エンタープライズビジネスプランニング(EBP)

複数の計画プロセスを一つの統合的なアプローチにすることができ、それにより主要部門長全員がコミットできる計画となり、その計画に対して全員が評価することが可能になったら、どう思いますか?

テクノロジーの活用

常に変化し続ける市況を把握するため、 EBPでは、AI による予測アルゴリズムを使用します。これらのデジタルツールにより、従業員、顧客、サプライヤー、流通業者、外部のデータプロバイダーからの膨大なリアルタイムの情報を高速処理することができ、企業が業務を効率化し、問題を予期して、仮定の変更を全社に周知する際に役立ちます。

また、次世代のプランニング・プラットフォームでは、信頼できる唯一の情報源、共通のデータ定義、高度なデータ可視化機能を提供することが可能です。熟練の従業員がこの技術を活用すれば、経理財務部門はより精度の高い分析を行えるようになり、より価値のあるビジネスパートナーとなることができます。

Crunch time XV -決断の時15 エンタープライズビジネスプランニング(EBP)〔PDF, 2.1MB〕

はじめるにあたって

あなたの会社の計画プロセスを連携させる上でもっとも大変なのは、どこから手を付けるかを決めることかもしれません。事業ごとにニーズは異なりますが、どの企業もプロセスを進めるにあたり、5つの重要ステップを考慮することが必要です。

= = = = =

> **課題**
1. EBPの文章のうち、「Crunch time XV」から「プを考慮することが必要です。」までの部分を、両端も含めて一字一句そのまま書き写してください。
2. EBPの文章によると、EBPがAIによる予測アルゴリズムを使用するのはなぜですか。1〜3文で説明してください。

= = = = =

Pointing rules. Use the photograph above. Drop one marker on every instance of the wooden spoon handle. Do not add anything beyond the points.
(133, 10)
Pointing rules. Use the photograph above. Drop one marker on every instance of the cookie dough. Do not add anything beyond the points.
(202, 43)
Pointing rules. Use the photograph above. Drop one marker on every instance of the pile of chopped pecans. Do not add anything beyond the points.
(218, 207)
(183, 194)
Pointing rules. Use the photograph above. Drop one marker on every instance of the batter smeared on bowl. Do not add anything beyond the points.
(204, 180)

= = = = =

> **各課題の解答**
1.
Crunch time XV -決断の時15 エンタープライズビジネスプランニング(EBP)〔PDF, 2.1MB〕

はじめるにあたって

あなたの会社の計画プロセスを連携させる上でもっとも大変なのは、どこから手を付けるかを決めることかもしれません。事業ごとにニーズは異なりますが、どの企業もプロセスを進めるにあたり、5つの重要ステップを考慮することが必要です。

2. 常に変化し続ける市況を把握するためです。こうしたデジタルツールを使うと、従業員、顧客、サプライヤー、流通業者、外部のデータプロバイダーから届く膨大なリアルタイムの情報を高速で処理できます。その結果、企業は業務を効率化し、問題を予期し、仮定の変更を全社に周知しやすくなります。